Supplied information:

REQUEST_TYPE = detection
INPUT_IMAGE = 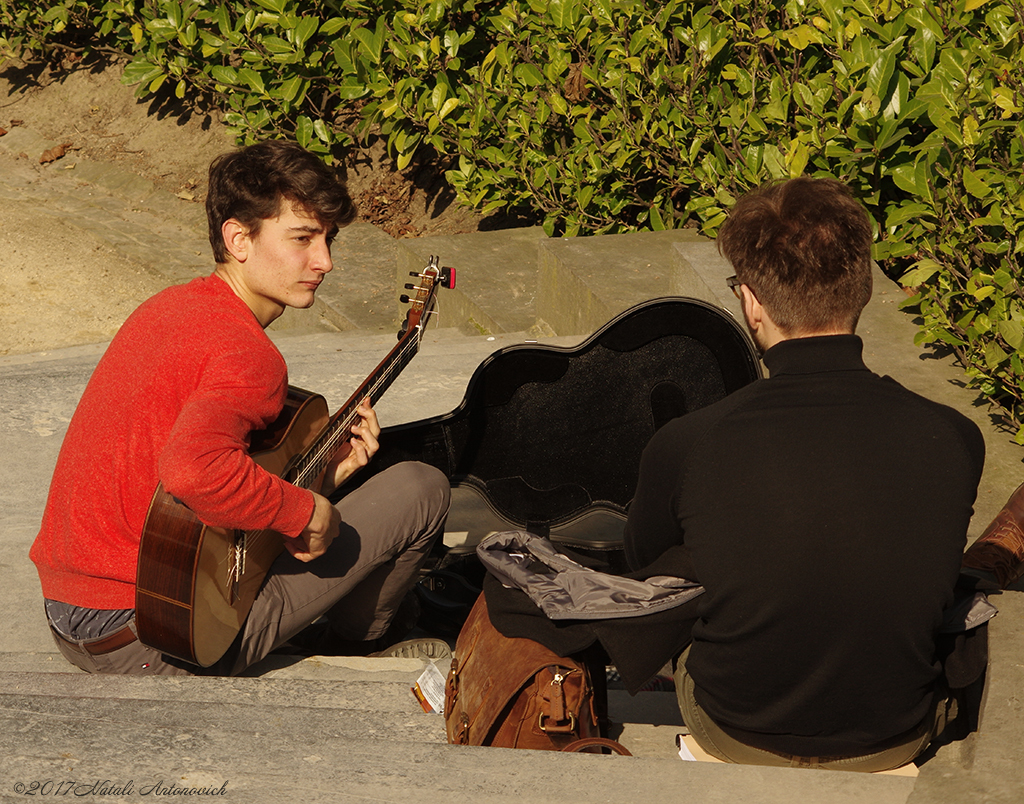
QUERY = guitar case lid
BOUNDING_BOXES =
[348,297,761,553]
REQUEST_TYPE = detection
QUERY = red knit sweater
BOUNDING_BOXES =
[30,275,315,609]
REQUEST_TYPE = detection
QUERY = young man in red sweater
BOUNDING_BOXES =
[30,140,450,674]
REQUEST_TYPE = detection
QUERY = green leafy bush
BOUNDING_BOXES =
[3,0,1024,439]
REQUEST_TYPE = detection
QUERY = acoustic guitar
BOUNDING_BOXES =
[135,256,454,667]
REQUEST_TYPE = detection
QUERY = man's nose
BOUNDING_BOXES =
[314,240,333,273]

Task prompt: Line for line, restate the data above and omit every picture.

Result for this task:
REQUEST_TYPE = detection
INPUT_IMAGE = 
QUERY = guitar case lid
BOUNDING_BOXES =
[348,297,761,553]
REQUEST_TYPE = detection
QUERY = red knit sweater
BOUNDING_BOXES =
[30,275,315,609]
REQUEST_TYPE = detection
QUERY = young man in red sweater
BOUNDING_BOXES =
[30,140,450,674]
REQUEST_TYPE = detection
QUERY = green leafy bush
BOUNDING_BOXES =
[3,0,1024,439]
REQUEST_TYPE = detection
QUERY = acoustic guitar
BOUNDING_BOXES =
[135,256,454,667]
REQUEST_TYPE = detection
QUERY = man's nose
BOUNDING_BOXES =
[314,240,333,273]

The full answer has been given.